[[ ENTRIES PROVIDED open ]]

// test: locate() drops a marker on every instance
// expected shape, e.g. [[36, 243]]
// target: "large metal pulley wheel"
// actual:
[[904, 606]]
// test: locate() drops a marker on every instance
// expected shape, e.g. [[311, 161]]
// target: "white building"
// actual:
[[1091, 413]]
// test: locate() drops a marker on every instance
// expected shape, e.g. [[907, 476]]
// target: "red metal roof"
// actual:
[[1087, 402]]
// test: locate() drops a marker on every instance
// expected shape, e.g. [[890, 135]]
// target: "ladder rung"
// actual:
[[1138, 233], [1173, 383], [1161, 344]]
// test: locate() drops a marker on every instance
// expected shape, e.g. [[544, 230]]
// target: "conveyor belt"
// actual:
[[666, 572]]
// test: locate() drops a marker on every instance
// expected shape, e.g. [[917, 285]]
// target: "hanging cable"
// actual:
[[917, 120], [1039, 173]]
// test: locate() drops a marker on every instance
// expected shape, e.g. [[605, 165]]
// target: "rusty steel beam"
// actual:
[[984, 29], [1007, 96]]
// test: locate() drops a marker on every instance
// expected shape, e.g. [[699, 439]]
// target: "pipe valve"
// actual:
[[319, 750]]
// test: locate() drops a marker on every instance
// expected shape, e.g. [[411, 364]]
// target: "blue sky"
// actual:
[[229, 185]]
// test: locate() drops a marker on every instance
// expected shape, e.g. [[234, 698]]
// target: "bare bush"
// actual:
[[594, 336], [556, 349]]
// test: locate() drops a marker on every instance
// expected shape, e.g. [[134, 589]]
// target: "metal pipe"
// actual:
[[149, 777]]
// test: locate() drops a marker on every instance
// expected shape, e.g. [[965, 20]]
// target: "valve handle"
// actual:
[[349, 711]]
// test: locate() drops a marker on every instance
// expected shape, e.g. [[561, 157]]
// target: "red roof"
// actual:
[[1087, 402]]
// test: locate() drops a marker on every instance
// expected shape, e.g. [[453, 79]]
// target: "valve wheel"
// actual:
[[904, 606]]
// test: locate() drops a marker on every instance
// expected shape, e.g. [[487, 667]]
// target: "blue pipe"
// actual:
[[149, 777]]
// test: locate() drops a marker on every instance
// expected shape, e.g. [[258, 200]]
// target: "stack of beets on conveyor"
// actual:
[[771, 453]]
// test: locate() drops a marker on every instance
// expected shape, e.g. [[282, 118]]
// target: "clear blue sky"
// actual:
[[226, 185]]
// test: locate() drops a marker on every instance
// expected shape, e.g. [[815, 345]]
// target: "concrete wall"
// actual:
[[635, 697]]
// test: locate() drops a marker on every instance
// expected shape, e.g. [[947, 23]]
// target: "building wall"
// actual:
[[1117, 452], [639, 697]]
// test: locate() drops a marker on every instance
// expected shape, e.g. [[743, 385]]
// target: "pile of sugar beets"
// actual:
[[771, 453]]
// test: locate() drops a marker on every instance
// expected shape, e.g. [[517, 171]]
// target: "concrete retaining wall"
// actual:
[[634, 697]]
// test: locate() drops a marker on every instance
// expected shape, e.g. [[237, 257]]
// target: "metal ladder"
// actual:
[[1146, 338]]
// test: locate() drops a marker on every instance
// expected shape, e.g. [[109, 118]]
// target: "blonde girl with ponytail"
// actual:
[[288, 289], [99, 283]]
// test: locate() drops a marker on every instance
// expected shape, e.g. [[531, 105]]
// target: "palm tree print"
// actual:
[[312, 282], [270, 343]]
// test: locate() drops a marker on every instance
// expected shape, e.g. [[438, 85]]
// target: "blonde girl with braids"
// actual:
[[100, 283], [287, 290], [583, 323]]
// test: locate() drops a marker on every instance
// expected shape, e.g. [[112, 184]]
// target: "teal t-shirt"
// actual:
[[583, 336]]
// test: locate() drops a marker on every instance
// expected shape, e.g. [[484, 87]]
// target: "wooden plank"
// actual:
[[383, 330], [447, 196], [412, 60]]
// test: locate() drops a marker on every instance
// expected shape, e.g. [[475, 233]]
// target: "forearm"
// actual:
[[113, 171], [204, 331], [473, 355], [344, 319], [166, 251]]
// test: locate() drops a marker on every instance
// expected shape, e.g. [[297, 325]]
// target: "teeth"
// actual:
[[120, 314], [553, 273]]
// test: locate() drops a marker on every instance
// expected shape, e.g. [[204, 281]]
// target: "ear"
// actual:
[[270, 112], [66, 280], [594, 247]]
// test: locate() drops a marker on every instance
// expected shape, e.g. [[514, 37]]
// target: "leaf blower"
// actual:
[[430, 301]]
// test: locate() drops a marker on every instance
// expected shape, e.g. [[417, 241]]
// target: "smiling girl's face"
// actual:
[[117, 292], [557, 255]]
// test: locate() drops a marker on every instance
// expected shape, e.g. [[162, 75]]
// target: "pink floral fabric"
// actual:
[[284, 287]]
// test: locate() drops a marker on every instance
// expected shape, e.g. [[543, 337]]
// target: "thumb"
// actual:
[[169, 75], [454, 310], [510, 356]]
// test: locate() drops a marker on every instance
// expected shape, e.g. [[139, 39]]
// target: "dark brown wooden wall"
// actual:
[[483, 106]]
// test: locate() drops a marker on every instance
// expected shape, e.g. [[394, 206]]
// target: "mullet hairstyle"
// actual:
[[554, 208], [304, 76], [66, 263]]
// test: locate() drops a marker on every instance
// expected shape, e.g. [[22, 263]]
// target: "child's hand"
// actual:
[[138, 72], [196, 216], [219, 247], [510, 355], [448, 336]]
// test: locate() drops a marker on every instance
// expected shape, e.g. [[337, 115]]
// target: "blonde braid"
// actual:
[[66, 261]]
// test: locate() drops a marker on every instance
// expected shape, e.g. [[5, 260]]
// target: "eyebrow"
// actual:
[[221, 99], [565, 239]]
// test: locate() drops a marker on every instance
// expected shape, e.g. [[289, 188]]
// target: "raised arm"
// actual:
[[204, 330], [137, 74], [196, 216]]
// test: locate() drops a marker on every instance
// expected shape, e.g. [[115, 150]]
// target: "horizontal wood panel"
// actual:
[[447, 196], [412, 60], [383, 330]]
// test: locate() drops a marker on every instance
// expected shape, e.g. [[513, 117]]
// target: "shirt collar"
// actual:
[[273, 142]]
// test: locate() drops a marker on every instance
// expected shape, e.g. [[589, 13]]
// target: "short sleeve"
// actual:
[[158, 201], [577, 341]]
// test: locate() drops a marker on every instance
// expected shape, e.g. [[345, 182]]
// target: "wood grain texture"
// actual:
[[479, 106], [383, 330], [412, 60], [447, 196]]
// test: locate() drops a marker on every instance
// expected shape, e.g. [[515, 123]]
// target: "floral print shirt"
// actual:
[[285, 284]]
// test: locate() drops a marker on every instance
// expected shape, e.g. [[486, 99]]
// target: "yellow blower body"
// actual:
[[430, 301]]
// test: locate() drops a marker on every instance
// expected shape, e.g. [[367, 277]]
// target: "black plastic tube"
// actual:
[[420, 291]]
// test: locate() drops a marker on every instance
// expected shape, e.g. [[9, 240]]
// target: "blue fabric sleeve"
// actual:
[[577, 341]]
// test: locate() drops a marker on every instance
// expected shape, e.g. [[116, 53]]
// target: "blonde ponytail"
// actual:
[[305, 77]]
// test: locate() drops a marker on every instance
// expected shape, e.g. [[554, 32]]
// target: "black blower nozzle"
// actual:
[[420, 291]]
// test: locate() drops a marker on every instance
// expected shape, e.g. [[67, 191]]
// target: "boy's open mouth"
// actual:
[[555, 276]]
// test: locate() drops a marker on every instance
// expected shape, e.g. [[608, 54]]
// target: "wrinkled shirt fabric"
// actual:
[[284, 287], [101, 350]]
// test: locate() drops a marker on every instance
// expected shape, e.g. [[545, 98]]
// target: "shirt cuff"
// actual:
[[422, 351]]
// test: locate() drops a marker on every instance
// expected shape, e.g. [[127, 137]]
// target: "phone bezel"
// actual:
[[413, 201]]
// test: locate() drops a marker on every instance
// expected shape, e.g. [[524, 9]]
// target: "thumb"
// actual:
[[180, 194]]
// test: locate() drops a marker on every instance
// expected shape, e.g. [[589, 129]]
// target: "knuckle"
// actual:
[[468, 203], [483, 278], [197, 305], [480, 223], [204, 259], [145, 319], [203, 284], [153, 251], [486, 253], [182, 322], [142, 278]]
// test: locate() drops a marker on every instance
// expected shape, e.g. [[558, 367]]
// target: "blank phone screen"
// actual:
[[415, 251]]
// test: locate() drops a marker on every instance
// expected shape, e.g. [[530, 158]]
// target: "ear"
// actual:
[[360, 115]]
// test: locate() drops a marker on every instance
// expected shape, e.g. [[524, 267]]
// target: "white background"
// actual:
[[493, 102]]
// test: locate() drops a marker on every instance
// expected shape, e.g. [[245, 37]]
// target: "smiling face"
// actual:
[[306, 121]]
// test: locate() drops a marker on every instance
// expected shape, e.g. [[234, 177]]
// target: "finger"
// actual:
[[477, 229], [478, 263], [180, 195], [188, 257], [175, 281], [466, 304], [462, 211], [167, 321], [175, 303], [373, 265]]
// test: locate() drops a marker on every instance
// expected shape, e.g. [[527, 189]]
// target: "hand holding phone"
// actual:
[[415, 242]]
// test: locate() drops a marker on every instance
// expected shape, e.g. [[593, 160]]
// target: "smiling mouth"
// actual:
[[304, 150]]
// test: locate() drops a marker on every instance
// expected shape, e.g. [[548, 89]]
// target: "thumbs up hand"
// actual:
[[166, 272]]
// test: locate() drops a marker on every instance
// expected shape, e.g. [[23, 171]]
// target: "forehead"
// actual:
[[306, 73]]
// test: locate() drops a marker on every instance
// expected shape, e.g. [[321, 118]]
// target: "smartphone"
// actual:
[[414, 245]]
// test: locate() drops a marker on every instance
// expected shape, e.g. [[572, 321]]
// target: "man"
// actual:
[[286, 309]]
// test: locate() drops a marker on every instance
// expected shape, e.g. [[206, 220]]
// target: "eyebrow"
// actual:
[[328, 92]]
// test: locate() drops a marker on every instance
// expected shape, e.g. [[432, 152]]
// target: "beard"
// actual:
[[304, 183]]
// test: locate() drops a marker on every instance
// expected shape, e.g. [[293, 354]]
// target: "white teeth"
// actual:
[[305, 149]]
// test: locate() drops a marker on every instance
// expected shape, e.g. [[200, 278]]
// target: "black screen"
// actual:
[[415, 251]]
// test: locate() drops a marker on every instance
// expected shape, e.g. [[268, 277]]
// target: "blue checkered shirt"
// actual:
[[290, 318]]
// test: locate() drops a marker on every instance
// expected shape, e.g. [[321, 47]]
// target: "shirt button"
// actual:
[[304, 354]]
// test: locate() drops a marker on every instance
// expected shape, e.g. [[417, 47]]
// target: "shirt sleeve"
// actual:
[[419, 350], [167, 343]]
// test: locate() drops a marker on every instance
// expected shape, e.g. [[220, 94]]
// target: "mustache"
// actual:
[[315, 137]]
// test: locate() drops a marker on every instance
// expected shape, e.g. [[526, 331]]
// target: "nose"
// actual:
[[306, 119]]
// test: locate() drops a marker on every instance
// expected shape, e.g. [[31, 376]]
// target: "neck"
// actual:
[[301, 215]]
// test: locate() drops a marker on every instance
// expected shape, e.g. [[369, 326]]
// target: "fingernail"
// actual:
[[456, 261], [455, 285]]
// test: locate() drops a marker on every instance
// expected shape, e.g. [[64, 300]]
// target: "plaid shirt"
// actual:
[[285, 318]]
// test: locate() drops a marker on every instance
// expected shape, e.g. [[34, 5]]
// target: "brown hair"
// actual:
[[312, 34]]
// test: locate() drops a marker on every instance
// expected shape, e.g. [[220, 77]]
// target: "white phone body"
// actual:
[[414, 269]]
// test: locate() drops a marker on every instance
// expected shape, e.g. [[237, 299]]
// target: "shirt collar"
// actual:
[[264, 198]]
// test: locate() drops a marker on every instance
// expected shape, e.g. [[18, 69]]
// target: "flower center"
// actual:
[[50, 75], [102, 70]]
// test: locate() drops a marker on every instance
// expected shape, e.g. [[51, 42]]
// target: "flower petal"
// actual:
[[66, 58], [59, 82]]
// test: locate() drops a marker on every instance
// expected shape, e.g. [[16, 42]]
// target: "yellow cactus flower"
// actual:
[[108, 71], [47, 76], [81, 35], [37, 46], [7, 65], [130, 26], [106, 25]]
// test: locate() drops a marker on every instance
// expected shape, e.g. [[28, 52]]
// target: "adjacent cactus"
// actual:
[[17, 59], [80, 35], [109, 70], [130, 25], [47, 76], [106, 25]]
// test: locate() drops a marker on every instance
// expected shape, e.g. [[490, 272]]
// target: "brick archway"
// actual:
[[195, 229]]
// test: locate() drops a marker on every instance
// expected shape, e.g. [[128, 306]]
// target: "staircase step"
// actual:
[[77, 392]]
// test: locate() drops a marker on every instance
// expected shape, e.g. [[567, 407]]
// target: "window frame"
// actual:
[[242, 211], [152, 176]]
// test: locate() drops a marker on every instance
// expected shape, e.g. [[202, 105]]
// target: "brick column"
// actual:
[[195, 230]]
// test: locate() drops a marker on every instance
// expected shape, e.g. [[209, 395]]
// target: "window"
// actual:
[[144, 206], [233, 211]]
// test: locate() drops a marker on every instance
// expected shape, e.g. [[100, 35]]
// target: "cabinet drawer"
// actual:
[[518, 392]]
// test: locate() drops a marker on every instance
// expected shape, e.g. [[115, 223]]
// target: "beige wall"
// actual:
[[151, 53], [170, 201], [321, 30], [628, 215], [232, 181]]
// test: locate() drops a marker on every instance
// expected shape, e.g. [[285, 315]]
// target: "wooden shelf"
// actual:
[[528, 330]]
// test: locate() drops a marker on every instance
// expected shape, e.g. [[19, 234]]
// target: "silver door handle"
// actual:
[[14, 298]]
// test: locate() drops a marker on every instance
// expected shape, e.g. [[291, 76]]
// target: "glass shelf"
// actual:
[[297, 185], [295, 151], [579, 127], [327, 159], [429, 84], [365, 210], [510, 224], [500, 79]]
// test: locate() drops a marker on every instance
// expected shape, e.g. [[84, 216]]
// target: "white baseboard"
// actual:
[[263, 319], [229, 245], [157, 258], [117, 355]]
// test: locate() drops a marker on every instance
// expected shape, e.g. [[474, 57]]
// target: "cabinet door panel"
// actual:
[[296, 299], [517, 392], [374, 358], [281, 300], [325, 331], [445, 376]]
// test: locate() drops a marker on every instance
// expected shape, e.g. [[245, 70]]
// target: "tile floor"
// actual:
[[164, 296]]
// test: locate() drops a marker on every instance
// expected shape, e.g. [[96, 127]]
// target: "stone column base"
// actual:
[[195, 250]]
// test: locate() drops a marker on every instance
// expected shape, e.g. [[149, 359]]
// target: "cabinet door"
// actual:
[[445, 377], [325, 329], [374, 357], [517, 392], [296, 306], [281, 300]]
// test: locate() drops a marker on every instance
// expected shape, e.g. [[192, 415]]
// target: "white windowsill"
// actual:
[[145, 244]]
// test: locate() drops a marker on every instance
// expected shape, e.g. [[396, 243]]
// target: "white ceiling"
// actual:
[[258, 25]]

[[ ENTRIES PROVIDED closed ]]

__ASSIGNED TASK__:
Look over the material above and report how many of its lines have the string "body" in them, nothing more.

__EXERCISE RESPONSE__:
2